(Material provided)
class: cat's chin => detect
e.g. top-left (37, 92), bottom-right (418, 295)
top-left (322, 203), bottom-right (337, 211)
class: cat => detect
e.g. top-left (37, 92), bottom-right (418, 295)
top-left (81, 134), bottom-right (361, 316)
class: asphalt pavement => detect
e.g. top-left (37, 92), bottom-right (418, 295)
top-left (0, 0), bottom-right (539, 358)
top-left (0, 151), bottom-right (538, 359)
(End Material provided)
Your reply must repeat the entries above exactly and in full.

§ Task response:
class: cat's chin => detect
e.g. top-left (37, 92), bottom-right (418, 295)
top-left (322, 203), bottom-right (337, 211)
class: cat => detect
e.g. top-left (37, 92), bottom-right (418, 295)
top-left (81, 134), bottom-right (361, 316)
class: asphalt pavement => detect
e.g. top-left (37, 92), bottom-right (418, 295)
top-left (0, 0), bottom-right (539, 358)
top-left (0, 151), bottom-right (538, 359)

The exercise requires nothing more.